Stored data entries
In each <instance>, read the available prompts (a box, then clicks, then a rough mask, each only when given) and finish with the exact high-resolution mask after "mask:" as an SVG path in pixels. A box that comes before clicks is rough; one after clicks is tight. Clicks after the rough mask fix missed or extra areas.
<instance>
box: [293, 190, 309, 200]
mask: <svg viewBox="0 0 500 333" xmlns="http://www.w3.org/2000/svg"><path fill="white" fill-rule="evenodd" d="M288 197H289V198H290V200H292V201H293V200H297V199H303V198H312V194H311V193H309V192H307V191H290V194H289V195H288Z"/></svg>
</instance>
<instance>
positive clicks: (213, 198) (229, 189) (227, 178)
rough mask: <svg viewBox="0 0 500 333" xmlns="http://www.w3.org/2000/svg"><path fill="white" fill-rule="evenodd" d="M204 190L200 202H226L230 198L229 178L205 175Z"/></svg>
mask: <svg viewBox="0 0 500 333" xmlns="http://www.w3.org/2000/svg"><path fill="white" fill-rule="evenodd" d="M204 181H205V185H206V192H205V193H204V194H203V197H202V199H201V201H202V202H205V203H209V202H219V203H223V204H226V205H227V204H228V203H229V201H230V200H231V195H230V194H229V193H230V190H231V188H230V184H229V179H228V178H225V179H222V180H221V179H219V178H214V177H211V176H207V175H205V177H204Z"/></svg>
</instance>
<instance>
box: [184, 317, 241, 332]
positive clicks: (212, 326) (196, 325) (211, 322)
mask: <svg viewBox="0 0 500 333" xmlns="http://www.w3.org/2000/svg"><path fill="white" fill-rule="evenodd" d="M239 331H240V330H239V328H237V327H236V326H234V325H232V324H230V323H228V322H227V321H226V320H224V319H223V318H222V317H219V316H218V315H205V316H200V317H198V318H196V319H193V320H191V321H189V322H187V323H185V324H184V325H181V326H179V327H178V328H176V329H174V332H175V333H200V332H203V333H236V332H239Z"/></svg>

DIRECTIONS FOR THIS TASK
Collect every line in the entries above that contains the string "evenodd", matching case exactly, and copy each of those lines in full.

TASK OUTPUT
mask: <svg viewBox="0 0 500 333" xmlns="http://www.w3.org/2000/svg"><path fill="white" fill-rule="evenodd" d="M288 197H289V198H290V200H292V201H293V200H297V199H303V198H312V194H311V193H309V192H307V191H290V194H289V195H288Z"/></svg>
rough mask: <svg viewBox="0 0 500 333" xmlns="http://www.w3.org/2000/svg"><path fill="white" fill-rule="evenodd" d="M204 190L200 202H226L230 198L229 178L205 175Z"/></svg>
mask: <svg viewBox="0 0 500 333" xmlns="http://www.w3.org/2000/svg"><path fill="white" fill-rule="evenodd" d="M204 181H205V185H206V192H205V193H204V194H203V197H202V199H201V201H202V202H205V203H209V202H219V203H223V204H226V205H227V204H228V203H229V201H230V200H231V195H230V194H229V193H230V190H231V188H230V184H229V179H228V178H225V179H222V180H221V179H219V178H214V177H211V176H207V175H205V177H204Z"/></svg>
mask: <svg viewBox="0 0 500 333" xmlns="http://www.w3.org/2000/svg"><path fill="white" fill-rule="evenodd" d="M239 331H240V330H239V328H237V327H236V326H234V325H232V324H230V323H228V322H227V321H226V320H224V319H223V318H222V317H219V316H218V315H205V316H200V317H198V318H196V319H193V320H191V321H189V322H187V323H185V324H184V325H181V326H179V327H178V328H176V329H174V332H175V333H200V332H203V333H236V332H239Z"/></svg>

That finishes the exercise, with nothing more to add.